I want to pass the output of ConvLSTM and Conv2D to a Dense Layer in Keras, what is the difference between using global average pooling and flatten Both is working in my cas
You can test the difference between Flatten and GlobalPooling on your own making comparison with numpy, if you are more confident
We make a demonstration using, as input, a batch of images with this shape (batch_dim, height, width, n_channel)
import numpy as np
from tensorflow.keras.layers import *
batch_dim, H, W, n_channels = 32, 5, 5, 3
X = np.random.uniform(0,1, (batch_dim,H,W,n_channels)).astype('float32')
Flatten
accepts as input tensor of at least 3D. It operates a reshape of the input in 2D with this format (batch_dim, all the rest)
. In our case of 4D, it operates a reshape in this format (batch_dim, H*W*n_channels)
.
np_flatten = X.reshape(batch_dim, -1) # (batch_dim, H*W*n_channels)
------------------------------------------------
▶ **EXERCISE PROMPT**: Please carry on the Keras explanation of Flatten versus global average pooling from the point where it stops. The data after this note comes from a separate source.

▶ **DATASET EXCERPT**:
------------------------------------------------
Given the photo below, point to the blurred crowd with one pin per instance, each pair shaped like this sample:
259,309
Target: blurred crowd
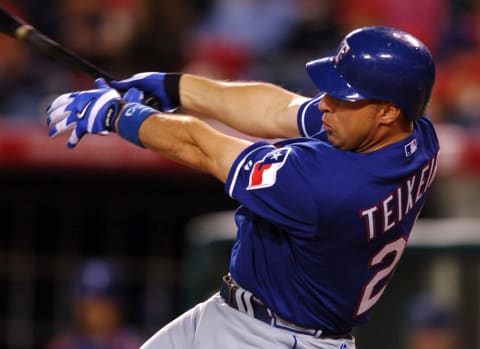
------------------------------------------------
▶ **RESULT FOR THIS TASK**:
tf_flatten = Flatten()(X).numpy() # (batch_dim, H*W*n_channels)
(tf_flatten == np_flatten).all() # True
GlobalAveragePooling2D
accepts as input 4D tensor. It operates the mean on the height and width dimensionalities for all the channels. The resulting dimensionality is 2D (batch_dim, n_channels)
. GlobalMaxPooling2D
makes the same but with max operation.
np_GlobalAvgPool2D = X.mean(axis=(1,2)) # (batch_dim, n_channels)
tf_GlobalAvgPool2D = GlobalAveragePooling2D()(X).numpy() # (batch_dim, n_channels)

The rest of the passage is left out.